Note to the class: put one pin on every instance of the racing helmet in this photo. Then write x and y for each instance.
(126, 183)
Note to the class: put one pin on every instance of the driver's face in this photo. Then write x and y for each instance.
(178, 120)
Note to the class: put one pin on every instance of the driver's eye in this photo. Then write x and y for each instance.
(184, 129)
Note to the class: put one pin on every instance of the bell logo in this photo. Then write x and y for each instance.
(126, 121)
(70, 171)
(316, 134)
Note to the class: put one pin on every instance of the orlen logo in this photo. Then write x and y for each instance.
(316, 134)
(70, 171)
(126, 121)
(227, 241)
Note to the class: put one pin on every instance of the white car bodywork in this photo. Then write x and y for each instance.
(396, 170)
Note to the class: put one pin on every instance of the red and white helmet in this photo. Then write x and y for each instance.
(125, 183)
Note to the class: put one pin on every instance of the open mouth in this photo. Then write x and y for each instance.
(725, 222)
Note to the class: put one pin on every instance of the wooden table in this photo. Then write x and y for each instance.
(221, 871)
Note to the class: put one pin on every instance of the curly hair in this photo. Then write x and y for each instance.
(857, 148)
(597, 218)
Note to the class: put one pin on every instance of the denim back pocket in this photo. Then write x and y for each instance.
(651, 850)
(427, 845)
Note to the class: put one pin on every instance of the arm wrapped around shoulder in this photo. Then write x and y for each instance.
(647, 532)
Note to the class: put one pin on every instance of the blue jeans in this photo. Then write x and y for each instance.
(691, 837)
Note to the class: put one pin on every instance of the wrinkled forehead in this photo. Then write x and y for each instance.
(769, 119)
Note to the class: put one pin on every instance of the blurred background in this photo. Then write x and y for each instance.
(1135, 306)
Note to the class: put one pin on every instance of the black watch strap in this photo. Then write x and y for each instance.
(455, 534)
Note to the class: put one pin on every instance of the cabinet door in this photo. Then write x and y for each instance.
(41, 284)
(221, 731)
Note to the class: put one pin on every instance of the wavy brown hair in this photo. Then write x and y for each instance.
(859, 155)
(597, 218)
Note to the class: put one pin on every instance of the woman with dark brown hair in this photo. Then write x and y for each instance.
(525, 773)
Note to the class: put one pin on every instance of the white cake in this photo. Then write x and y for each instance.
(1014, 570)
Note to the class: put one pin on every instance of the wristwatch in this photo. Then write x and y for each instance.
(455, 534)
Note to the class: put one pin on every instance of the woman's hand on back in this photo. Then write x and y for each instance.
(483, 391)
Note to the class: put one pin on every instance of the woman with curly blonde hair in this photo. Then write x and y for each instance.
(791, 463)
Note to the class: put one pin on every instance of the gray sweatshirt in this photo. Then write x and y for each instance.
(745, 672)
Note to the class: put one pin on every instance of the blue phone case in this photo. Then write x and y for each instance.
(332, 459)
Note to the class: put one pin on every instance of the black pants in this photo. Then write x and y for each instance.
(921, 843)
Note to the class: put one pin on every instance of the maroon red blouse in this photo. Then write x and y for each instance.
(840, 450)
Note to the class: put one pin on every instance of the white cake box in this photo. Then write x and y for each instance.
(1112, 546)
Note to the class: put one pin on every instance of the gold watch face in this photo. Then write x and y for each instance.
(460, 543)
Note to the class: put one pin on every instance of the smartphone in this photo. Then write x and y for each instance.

STATED GOAL = Please repeat the listing exactly, with nothing left out.

ANSWER FOR THE TASK =
Note to the class: put one pin on every instance of the racing helmet in this photo. Then write x and y for each instance.
(126, 183)
Note to the class: put one pin on every instance of the driver's face in this photo. Then write x and y for each instance.
(178, 120)
Note to the class: put one pin on every instance of the driver's eye in this photo. Then write x and y for each instance.
(184, 129)
Note to the class: put one pin on every instance of the bell logo in this photo. Then write x and y for each instance.
(126, 121)
(70, 171)
(316, 134)
Note to the class: put one pin on every instance of the orlen logo in this photo. Then write x and y for each instance.
(316, 134)
(70, 171)
(126, 121)
(227, 241)
Note to the class: put one pin on every instance of the white car bodywork in this photo. Then write x and y for each instance.
(396, 170)
Note to the class: put one pin on every instance of the red and white helmet in this photo. Then write x and y for each instance.
(125, 183)
Note to the class: put one pin on every instance of the open mouth in this photo. Then write x and y for each instance.
(725, 222)
Note to the class: put one pin on every instance of the wooden table in this photo. Then write x and y for each instance.
(221, 871)
Note to the class: put one pin on every instance of the curly hair in this photo. Then write x and y for each instance.
(857, 148)
(597, 218)
Note to the class: put one pin on every instance of the denim back pocket in this photo. Then write x and y for each instance.
(651, 850)
(427, 845)
Note to the class: put one pin on every instance of the arm wrapped around shoulder in this photo. Then write x and y for each instance.
(647, 532)
Note to the class: put one pin on every instance of the blue jeans in this photo. Then write x and y for each instance.
(691, 837)
Note to the class: put one pin on every instance of the wrinkled forehead in this photo. Then write x and y for each instance.
(769, 119)
Note to the class: put one pin on every instance of the blurred background in this photo. Then write x and y for each instance.
(1135, 306)
Note to the class: put one pin on every instance of the black watch strap in this photo. Then write x and y for each instance.
(455, 534)
Note to the class: put one pin on every instance of the cabinet door in this photo. Then write x and y for each instance.
(41, 284)
(221, 731)
Note to the class: put one pin on every instance of the wavy brown hair in this photo. Then write x and y for each instance.
(859, 155)
(597, 218)
Note to the class: put one pin on every instance of the woman with dark brown hair in this photo. Then write x and y for each instance.
(525, 773)
Note to the class: put one pin on every instance of the white cake in this photo. Then write x and y for each instance.
(1014, 570)
Note to the class: put one pin on every instance of the wristwatch in this photo. Then write x and y for each instance.
(455, 534)
Note to the class: put one pin on every instance of the woman's hand on back in this photo. Then write x and y for each instance.
(483, 391)
Note to the class: put one pin on every instance of the woman with curly blonde hair in this photo. Then write x and y for each instance.
(791, 463)
Note to the class: put one pin on every instance of the gray sweatshirt in this photo. Then write x and y for each instance.
(745, 672)
Note to the class: put one pin on every instance of the blue phone case in this photo. Then write x and y for each instance.
(332, 459)
Note to the class: put one pin on every instance of the black pants in this photo. Then write x and y for each instance.
(921, 843)
Note to the class: put one pin on every instance of the maroon red blouse in this photo. Then write x and y for each instance.
(840, 450)
Note to the class: put one pin on every instance of the white cake box in this photo. Then write x and y for each instance.
(1112, 546)
Note to the class: put one pin on every instance of the gold watch face in this photo. Then write x and y for each instance.
(460, 543)
Note to the class: put one pin on every instance of the smartphone in this photo. Then write x and y for each instance.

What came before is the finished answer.